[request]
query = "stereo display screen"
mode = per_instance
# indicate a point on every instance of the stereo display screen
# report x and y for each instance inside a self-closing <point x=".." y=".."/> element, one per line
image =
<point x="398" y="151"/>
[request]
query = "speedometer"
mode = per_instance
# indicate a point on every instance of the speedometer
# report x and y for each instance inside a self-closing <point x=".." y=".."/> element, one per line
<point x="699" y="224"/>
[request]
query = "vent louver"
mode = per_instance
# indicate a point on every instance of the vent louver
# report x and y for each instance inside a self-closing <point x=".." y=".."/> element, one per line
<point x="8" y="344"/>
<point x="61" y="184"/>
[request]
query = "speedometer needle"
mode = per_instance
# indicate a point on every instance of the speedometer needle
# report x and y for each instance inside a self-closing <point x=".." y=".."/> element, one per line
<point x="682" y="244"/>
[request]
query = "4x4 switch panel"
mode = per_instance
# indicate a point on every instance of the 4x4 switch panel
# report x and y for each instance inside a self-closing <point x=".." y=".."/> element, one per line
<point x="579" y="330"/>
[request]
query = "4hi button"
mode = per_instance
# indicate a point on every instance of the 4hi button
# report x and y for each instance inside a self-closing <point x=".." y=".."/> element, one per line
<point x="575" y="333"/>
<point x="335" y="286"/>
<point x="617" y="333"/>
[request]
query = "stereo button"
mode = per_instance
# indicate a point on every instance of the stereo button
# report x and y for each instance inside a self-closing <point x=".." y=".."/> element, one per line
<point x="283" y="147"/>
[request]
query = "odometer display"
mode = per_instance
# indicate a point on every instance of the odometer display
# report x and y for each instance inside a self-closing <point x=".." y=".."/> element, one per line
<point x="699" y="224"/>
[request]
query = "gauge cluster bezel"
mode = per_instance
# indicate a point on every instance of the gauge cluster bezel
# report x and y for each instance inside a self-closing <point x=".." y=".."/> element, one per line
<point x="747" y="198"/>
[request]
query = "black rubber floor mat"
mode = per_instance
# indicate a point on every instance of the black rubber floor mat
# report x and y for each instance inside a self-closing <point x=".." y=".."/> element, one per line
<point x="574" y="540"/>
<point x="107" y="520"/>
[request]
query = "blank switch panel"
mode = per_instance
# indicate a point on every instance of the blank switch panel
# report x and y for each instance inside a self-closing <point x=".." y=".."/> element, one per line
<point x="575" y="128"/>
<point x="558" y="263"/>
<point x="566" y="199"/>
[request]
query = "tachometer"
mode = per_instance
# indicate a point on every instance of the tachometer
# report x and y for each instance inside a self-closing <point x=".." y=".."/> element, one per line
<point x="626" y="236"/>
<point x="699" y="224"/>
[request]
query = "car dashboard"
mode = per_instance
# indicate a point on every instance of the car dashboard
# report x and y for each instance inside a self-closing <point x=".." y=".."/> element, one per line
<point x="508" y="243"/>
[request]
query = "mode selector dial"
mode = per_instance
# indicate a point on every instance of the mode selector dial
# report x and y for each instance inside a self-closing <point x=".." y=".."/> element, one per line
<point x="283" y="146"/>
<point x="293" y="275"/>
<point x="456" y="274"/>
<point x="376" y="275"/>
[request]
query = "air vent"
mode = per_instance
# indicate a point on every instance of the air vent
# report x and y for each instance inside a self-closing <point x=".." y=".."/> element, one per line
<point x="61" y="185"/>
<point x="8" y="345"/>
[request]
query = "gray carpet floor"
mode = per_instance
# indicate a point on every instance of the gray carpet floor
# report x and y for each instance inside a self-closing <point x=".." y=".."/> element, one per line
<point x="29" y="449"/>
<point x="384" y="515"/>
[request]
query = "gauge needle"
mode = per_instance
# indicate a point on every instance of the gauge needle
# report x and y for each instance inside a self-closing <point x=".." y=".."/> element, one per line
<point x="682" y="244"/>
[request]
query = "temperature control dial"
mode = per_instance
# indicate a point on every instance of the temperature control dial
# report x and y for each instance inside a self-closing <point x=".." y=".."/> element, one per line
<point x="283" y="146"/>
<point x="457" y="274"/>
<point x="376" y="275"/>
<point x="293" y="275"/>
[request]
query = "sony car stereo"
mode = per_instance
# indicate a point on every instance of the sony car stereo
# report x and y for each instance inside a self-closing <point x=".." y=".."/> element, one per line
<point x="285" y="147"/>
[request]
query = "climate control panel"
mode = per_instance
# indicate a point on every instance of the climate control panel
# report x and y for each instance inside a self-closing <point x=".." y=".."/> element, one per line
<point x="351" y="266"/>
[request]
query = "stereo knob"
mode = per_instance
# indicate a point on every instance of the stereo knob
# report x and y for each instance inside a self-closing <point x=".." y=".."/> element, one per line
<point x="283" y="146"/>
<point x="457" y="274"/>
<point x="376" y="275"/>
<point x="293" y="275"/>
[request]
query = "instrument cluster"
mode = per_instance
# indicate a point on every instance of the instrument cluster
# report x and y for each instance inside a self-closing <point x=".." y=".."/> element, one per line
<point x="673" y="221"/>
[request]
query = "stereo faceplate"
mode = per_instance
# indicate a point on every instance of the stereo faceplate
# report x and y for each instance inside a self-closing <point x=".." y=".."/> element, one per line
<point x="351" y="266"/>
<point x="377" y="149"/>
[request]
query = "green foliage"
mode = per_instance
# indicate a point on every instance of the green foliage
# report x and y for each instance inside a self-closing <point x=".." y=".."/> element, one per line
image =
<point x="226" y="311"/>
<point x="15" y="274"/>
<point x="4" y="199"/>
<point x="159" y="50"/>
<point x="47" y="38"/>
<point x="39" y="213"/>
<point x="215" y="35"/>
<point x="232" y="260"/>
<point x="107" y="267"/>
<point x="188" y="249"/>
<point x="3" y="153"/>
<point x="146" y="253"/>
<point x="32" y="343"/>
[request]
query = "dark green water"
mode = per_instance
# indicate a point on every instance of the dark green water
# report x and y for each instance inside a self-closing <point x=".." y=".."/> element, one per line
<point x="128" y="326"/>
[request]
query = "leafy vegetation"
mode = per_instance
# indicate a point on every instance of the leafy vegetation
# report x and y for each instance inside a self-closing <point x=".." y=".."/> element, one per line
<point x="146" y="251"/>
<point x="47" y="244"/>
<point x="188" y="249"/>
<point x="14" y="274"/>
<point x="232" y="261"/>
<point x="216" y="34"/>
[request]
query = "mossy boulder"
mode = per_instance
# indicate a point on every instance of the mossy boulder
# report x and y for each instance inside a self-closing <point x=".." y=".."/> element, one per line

━━━━━━━━

WHAT YOU SHOULD DO: Repeat every record, exactly as written.

ANSWER TO THIS PROBLEM:
[request]
query = "stereo display screen"
mode = per_instance
# indicate a point on every instance of the stereo display screen
# report x and y for each instance inside a self-closing <point x=".." y=".."/> element, one per line
image =
<point x="398" y="151"/>
[request]
query = "speedometer"
mode = per_instance
# indicate a point on every instance of the speedometer
# report x and y for each instance inside a self-closing <point x=".." y=".."/> element, one per line
<point x="699" y="224"/>
[request]
query = "vent louver"
mode = per_instance
# indicate a point on every instance of the vent louver
# report x and y for each instance inside a self-closing <point x=".." y=".."/> element, one per line
<point x="8" y="344"/>
<point x="61" y="184"/>
[request]
query = "speedometer needle"
mode = per_instance
# indicate a point on every instance of the speedometer needle
# report x and y for each instance inside a self-closing <point x=".." y=".."/> element, one per line
<point x="682" y="244"/>
[request]
query = "4x4 switch panel"
mode = per_instance
# indicate a point on every instance of the 4x4 switch panel
# report x and y for each instance inside a self-closing <point x=".." y=".."/> element, one per line
<point x="579" y="330"/>
[request]
query = "4hi button"
mode = per_instance
# indicate a point on every instance of the 4hi button
# report x and y for each instance inside a self-closing <point x=".." y=".."/> element, one per line
<point x="575" y="333"/>
<point x="335" y="286"/>
<point x="617" y="333"/>
[request]
query = "stereo button"
mode = per_instance
# indicate a point on every instance of the stereo button
# report x and y for each instance inside a self-closing <point x=".." y=".."/> element, one per line
<point x="283" y="147"/>
[request]
query = "odometer display"
mode = per_instance
# indicate a point on every instance of the odometer display
# report x and y for each instance inside a self-closing <point x=".." y=".."/> element, one per line
<point x="699" y="224"/>
[request]
query = "gauge cluster bezel"
mode = per_instance
# indicate a point on every instance of the gauge cluster bezel
# report x and y for each instance inside a self-closing <point x=".." y=".."/> element, one per line
<point x="747" y="198"/>
[request]
query = "black rubber floor mat"
mode = per_instance
# indicate a point on every instance of the black rubber floor mat
# report x and y for each instance inside a self-closing <point x=".." y=".."/> element, one per line
<point x="574" y="540"/>
<point x="107" y="520"/>
[request]
query = "blank switch panel"
mode = per_instance
# indicate a point on every instance of the blank switch panel
# report x and y for each instance inside a self-closing <point x=".." y=".."/> element, one per line
<point x="575" y="128"/>
<point x="558" y="263"/>
<point x="566" y="199"/>
[request]
query = "tachometer"
mode = per_instance
# indicate a point on every instance of the tachometer
# report x and y for each instance inside a self-closing <point x=".." y=".."/> element, one per line
<point x="626" y="236"/>
<point x="699" y="224"/>
[request]
query = "car dashboard"
mode = per_instance
# indicate a point on every instance of the car dashboard
# report x and y for each instance inside a self-closing <point x=".." y=".."/> element, one per line
<point x="508" y="243"/>
[request]
query = "mode selector dial"
mode = per_instance
# indicate a point on every instance of the mode selector dial
# report x and y for each instance inside a self-closing <point x=".." y=".."/> element, one per line
<point x="283" y="146"/>
<point x="293" y="275"/>
<point x="456" y="274"/>
<point x="376" y="275"/>
[request]
query = "air vent"
mode = per_instance
# indicate a point on every instance of the air vent
# report x and y for each instance inside a self-closing <point x=".." y=".."/> element, one per line
<point x="61" y="185"/>
<point x="8" y="345"/>
[request]
query = "gray carpet floor"
mode = per_instance
# indicate a point on every instance of the gray carpet floor
# report x and y for each instance inside a self-closing <point x=".." y=".."/> element, one per line
<point x="29" y="449"/>
<point x="384" y="515"/>
[request]
query = "gauge needle"
mode = per_instance
# indicate a point on every instance of the gauge needle
# report x and y for each instance inside a self-closing <point x=".." y=".."/> element, one per line
<point x="682" y="244"/>
[request]
query = "temperature control dial"
mode = per_instance
# indicate a point on every instance of the temperature control dial
# report x and y for each instance inside a self-closing <point x=".." y=".."/> element, one per line
<point x="283" y="146"/>
<point x="457" y="274"/>
<point x="376" y="275"/>
<point x="293" y="275"/>
[request]
query = "sony car stereo"
mode = per_instance
# indicate a point on every instance of the sony car stereo
# report x and y for each instance inside a self-closing <point x=".." y=".."/> element, one per line
<point x="285" y="147"/>
[request]
query = "climate control panel"
mode = per_instance
# indicate a point on every instance of the climate control panel
# report x and y for each instance inside a self-closing <point x=".." y=".."/> element, one per line
<point x="351" y="266"/>
[request]
query = "stereo knob"
mode = per_instance
# indicate a point on every instance of the stereo knob
# report x and y for each instance inside a self-closing <point x=".." y=".."/> element, one per line
<point x="283" y="146"/>
<point x="457" y="274"/>
<point x="376" y="275"/>
<point x="293" y="275"/>
[request]
query = "instrument cluster"
mode = per_instance
# indicate a point on every instance of the instrument cluster
# report x and y for each instance inside a self-closing <point x=".." y=".."/> element, one per line
<point x="673" y="221"/>
[request]
query = "stereo faceplate"
mode = per_instance
# indicate a point on every instance of the stereo faceplate
# report x and y for each instance inside a self-closing <point x=".." y=".."/> element, one per line
<point x="351" y="266"/>
<point x="377" y="149"/>
[request]
query = "green foliage"
mode = per_instance
# indicate a point on every instance of the green foliage
# report x and y for each instance inside a self-closing <point x=".." y=".."/> element, one per line
image =
<point x="226" y="311"/>
<point x="15" y="274"/>
<point x="4" y="199"/>
<point x="159" y="50"/>
<point x="47" y="38"/>
<point x="39" y="213"/>
<point x="215" y="35"/>
<point x="232" y="260"/>
<point x="107" y="267"/>
<point x="188" y="249"/>
<point x="3" y="153"/>
<point x="146" y="253"/>
<point x="32" y="343"/>
[request]
query = "dark green water"
mode = per_instance
# indicate a point on every instance of the dark green water
# report x and y for each instance inside a self-closing <point x=".." y=".."/> element, one per line
<point x="128" y="326"/>
[request]
query = "leafy vegetation"
mode = per_instance
# indicate a point on every instance of the leafy vegetation
# report x and y for each instance inside a self-closing <point x=".." y=".."/> element, one per line
<point x="146" y="251"/>
<point x="47" y="244"/>
<point x="188" y="249"/>
<point x="14" y="274"/>
<point x="232" y="261"/>
<point x="216" y="34"/>
[request]
query = "mossy boulder"
mode = per_instance
# indicate a point on every instance of the mossy boulder
# report x and y for each instance inside a self-closing <point x=".." y=".."/> element, one per line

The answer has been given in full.